* **STATED EXERCISE**: Return each line in the entries below that contains the word "onion".

* **RECORDS PROVIDED**:
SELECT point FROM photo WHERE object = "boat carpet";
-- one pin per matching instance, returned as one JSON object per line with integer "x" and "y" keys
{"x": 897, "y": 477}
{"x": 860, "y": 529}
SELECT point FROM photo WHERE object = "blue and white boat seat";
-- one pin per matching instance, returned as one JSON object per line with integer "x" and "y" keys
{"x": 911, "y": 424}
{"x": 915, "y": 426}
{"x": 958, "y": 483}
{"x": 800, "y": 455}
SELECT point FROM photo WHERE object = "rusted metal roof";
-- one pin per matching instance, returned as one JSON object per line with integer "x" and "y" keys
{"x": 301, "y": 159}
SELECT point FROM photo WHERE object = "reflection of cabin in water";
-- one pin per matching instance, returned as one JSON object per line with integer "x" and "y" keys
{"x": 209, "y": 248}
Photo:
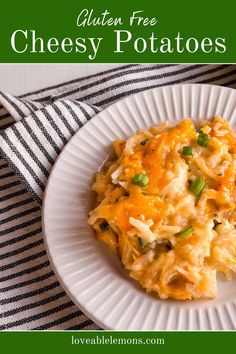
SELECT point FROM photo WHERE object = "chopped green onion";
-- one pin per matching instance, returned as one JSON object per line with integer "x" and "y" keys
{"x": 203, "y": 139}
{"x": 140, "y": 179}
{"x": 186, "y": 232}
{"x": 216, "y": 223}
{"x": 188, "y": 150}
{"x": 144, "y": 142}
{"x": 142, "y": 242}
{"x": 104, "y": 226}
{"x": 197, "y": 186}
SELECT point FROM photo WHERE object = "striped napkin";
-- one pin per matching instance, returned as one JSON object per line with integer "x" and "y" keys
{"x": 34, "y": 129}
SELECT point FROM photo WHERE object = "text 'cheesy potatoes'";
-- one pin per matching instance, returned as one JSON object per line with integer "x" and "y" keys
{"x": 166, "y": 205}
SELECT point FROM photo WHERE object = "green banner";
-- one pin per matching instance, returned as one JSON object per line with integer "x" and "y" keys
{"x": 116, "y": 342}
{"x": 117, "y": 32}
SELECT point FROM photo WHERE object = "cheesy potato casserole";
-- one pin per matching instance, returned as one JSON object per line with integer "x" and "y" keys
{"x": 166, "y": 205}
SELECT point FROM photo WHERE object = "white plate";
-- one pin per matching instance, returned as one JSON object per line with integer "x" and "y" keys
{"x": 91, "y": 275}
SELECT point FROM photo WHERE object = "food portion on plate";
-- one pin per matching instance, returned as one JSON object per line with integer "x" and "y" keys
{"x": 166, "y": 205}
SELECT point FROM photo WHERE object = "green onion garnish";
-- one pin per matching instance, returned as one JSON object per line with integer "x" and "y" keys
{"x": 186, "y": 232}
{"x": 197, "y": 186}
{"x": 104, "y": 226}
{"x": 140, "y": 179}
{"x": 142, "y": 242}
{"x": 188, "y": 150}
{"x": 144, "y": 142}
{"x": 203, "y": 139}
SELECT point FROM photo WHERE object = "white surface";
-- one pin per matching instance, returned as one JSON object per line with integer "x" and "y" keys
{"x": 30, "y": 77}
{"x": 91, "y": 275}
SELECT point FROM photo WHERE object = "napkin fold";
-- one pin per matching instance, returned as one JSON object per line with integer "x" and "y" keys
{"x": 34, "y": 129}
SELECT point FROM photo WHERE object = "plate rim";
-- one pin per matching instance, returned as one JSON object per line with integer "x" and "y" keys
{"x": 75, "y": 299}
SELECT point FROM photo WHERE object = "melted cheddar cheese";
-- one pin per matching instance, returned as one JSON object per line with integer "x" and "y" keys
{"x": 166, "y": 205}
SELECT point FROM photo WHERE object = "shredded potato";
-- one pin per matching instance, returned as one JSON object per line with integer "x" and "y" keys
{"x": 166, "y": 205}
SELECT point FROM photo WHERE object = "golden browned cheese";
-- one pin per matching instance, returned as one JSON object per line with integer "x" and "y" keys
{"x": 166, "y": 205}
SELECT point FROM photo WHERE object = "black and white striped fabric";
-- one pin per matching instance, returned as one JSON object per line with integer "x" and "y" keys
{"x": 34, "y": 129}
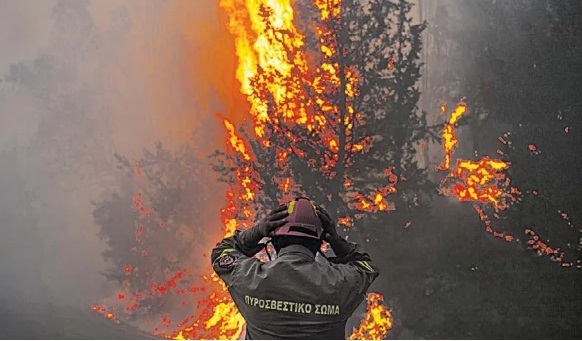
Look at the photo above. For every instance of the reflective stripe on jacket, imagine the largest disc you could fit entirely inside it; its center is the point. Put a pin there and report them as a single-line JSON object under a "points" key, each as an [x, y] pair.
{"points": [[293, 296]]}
--
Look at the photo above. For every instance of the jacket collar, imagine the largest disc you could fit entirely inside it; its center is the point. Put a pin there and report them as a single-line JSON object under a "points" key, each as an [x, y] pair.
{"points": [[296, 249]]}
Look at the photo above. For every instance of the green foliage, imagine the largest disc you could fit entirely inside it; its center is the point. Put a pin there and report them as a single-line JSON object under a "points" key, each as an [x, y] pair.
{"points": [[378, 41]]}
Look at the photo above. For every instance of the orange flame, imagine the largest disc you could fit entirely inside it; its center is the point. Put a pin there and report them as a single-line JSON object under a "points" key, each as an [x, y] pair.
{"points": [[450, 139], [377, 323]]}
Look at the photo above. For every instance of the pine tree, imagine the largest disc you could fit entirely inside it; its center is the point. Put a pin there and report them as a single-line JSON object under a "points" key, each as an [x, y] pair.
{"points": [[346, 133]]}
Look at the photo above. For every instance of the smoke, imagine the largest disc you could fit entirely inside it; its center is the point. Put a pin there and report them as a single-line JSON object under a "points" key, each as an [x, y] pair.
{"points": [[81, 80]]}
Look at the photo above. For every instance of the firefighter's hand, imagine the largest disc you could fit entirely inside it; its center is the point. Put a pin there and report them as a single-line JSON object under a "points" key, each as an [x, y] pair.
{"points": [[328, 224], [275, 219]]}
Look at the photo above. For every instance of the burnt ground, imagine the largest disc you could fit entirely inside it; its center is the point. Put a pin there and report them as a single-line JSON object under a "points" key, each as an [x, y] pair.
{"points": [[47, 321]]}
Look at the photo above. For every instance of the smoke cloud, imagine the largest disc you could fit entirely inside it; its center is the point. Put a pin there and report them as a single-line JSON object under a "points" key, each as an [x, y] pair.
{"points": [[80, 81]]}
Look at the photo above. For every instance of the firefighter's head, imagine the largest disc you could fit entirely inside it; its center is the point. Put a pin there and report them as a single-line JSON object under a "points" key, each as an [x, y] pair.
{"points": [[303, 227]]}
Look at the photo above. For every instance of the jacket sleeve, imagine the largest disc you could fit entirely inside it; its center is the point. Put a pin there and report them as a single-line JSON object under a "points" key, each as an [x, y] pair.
--
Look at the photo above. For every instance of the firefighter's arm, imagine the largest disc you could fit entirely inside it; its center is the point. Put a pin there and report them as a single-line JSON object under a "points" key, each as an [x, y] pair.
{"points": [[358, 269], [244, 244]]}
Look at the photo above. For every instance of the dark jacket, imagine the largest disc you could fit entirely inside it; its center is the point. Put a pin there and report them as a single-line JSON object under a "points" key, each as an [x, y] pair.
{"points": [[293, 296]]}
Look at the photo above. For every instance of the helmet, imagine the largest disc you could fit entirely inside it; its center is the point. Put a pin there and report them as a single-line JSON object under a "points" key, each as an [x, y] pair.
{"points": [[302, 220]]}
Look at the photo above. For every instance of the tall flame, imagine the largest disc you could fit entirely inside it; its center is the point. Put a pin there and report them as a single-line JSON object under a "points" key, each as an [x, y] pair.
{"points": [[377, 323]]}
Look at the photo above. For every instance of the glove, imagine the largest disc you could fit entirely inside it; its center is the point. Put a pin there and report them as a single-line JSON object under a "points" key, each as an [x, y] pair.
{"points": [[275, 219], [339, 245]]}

* **EXERCISE RESPONSE**:
SELECT point FROM photo WHERE object = "chopped green onion";
SELECT point FROM photo WHERE object = "green onion garnish";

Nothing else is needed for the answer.